— START EXTRACTED INFORMATION —
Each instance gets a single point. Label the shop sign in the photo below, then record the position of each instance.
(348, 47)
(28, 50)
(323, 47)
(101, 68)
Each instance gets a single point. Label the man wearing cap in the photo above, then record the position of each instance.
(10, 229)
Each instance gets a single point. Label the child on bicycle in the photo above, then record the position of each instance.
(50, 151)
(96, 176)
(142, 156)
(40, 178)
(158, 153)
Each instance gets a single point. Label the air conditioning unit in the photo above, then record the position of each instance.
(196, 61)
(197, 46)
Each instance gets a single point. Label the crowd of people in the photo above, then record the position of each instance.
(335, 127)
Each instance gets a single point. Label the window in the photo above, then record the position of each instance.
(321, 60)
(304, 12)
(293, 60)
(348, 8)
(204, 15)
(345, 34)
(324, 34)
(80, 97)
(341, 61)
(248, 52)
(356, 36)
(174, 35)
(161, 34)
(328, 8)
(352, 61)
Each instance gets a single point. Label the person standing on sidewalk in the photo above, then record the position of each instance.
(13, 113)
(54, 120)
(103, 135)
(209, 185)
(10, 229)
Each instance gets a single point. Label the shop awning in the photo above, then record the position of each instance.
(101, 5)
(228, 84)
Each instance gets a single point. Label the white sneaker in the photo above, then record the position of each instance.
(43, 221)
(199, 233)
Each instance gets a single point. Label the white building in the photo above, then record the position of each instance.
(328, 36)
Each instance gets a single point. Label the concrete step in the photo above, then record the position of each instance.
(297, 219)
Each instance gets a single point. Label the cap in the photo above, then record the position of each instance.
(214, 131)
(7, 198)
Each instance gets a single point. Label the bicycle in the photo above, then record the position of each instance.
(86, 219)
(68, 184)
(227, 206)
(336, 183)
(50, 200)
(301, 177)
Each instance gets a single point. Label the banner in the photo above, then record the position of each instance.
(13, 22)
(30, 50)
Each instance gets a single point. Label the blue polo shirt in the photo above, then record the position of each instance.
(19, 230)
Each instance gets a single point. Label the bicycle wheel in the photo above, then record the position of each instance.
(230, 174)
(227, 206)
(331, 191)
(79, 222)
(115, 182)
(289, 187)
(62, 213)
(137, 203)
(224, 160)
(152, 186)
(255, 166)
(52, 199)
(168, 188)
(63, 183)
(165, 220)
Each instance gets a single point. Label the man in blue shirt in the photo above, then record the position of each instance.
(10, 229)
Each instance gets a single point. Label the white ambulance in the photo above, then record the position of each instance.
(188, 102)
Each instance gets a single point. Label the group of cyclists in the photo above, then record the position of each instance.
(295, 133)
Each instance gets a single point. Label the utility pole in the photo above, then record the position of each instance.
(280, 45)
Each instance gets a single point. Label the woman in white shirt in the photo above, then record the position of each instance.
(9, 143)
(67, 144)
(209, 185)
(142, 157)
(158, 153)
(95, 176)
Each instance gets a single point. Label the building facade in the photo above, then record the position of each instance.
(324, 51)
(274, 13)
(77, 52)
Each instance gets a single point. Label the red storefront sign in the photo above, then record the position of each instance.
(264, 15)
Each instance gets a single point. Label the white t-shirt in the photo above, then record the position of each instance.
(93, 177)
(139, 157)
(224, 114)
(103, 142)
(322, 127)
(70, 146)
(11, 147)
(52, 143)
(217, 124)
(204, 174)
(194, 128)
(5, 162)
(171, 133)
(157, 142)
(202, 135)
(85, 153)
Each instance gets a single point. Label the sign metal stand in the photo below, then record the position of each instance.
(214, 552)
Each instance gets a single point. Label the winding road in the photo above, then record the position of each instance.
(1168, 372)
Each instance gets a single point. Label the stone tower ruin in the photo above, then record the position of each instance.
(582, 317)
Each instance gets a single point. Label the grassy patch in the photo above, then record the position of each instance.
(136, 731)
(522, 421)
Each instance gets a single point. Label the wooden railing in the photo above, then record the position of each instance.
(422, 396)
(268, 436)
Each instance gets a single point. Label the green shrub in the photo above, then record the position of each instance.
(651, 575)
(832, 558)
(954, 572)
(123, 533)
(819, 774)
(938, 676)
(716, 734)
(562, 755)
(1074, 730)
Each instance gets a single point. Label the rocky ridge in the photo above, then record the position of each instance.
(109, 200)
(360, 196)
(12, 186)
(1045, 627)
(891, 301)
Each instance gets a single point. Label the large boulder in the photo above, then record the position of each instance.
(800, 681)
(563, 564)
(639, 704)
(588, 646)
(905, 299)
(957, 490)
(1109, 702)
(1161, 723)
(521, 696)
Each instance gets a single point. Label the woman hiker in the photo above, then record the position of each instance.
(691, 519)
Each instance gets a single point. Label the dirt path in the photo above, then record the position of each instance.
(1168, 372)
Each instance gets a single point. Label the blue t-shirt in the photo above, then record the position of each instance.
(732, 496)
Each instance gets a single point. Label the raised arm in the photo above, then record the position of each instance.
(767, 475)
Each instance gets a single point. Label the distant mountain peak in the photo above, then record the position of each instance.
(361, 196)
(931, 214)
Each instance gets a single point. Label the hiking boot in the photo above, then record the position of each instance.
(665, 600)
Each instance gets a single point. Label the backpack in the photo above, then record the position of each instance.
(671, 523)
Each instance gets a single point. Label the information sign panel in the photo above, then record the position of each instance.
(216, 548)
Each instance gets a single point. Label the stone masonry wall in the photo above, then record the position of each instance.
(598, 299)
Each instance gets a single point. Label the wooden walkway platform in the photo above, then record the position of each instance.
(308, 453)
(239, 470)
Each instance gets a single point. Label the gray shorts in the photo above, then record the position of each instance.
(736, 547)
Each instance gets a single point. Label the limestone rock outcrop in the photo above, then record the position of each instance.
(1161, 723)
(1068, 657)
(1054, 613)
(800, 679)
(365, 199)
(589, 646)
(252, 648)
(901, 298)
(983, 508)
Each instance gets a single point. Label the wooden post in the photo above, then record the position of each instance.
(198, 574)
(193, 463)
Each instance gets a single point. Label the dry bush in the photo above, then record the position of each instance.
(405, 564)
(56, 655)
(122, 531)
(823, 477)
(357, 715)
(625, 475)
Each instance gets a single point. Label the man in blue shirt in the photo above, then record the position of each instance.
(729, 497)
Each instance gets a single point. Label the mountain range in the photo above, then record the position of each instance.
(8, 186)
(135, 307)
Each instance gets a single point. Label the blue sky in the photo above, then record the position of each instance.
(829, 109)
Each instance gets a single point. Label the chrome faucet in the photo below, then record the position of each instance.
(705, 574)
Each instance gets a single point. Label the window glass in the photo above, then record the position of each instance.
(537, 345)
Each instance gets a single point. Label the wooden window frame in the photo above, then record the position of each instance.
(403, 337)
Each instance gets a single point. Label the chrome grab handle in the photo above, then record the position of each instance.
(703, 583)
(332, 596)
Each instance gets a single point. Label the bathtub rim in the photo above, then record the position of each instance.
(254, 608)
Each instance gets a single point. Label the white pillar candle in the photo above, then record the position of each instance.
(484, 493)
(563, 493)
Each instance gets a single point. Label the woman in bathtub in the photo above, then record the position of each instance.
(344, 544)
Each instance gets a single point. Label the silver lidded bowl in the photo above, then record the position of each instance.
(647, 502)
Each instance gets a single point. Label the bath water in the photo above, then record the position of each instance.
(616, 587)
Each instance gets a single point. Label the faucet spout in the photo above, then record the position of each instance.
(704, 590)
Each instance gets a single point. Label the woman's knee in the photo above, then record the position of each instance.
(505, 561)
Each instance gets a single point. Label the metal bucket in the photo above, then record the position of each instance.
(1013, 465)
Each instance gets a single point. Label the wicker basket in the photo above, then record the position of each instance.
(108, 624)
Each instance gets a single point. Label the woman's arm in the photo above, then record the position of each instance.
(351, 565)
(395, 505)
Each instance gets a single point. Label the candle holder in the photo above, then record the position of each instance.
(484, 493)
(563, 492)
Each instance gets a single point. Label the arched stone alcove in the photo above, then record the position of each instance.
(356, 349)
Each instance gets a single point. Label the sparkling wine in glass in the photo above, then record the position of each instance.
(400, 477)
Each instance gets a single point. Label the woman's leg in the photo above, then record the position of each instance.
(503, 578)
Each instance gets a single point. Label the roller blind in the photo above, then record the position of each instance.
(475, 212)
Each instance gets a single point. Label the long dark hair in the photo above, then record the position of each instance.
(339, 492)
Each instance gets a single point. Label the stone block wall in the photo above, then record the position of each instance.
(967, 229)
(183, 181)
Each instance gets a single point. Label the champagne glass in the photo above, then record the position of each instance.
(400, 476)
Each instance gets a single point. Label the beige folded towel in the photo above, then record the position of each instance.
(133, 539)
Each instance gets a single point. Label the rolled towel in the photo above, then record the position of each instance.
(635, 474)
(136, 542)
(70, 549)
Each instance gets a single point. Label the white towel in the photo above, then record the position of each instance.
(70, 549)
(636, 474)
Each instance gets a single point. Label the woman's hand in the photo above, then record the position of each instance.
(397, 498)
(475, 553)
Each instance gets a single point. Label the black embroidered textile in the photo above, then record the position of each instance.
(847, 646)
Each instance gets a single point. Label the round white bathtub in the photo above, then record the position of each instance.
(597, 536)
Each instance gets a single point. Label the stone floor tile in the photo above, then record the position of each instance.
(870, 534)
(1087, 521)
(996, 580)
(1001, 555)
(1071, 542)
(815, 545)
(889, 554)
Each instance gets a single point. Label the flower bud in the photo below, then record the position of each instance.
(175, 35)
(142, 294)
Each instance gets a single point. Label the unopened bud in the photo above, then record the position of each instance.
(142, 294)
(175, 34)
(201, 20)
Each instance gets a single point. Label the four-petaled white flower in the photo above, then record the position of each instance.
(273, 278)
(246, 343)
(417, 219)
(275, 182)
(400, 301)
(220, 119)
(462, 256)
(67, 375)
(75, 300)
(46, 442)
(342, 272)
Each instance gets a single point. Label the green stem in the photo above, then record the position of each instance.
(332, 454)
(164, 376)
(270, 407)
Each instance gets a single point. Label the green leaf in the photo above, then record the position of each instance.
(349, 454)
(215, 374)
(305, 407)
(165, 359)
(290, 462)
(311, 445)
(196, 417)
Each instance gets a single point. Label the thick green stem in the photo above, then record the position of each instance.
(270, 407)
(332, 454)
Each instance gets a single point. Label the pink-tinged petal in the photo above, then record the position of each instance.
— END EXTRACTED INFORMATION —
GOAL.
Output only the lines running from the line with "Each instance gets a single point. Label the white towel" through the final line of the data, inclusive.

EXPECTED ANSWER.
Each instance gets a single point. Label the white towel in the photo above, then record the position of each instance.
(70, 549)
(636, 474)
Each instance gets a single point. Label the woman's hand in the photo above, then record the position of each instance.
(397, 498)
(475, 553)
Each instance gets a single point. Label the black embroidered textile in the photo above, then record the position of each instance.
(847, 646)
Each instance gets a single point. Label the round white bathtub in the photo above, then record the position of each instance.
(597, 536)
Each instance gets a single point. Label the stone floor tile in the photo above, then record the position of each instance.
(870, 534)
(1087, 521)
(996, 580)
(1001, 555)
(1071, 542)
(815, 545)
(889, 554)
Each instance gets a single point. Label the flower bud in the photo below, then record the position of each instance.
(175, 35)
(142, 294)
Each instance gets a single point. Label the unopened bud in the photo above, then record the position of each instance.
(142, 294)
(175, 34)
(201, 20)
Each instance gets a single point. Label the four-petaled white flower in the photo above, then record the position of each instance.
(273, 278)
(246, 343)
(417, 219)
(275, 182)
(400, 301)
(220, 119)
(462, 256)
(67, 375)
(75, 300)
(46, 442)
(342, 272)
Each instance gets a single point. Label the green stem in the photo above, then record the position of each instance.
(332, 454)
(164, 376)
(270, 407)
Each instance gets a single point. Label the green leaf in the photo above, then record the position of each instance.
(349, 454)
(215, 374)
(305, 407)
(165, 359)
(290, 462)
(311, 445)
(196, 417)
Each instance gets a single point. Label the thick green stem in the photo above, then record the position of each instance.
(270, 407)
(332, 454)
Each instance gets a single point. Label the pink-tinged petal in the photo above, then record the position of each instance.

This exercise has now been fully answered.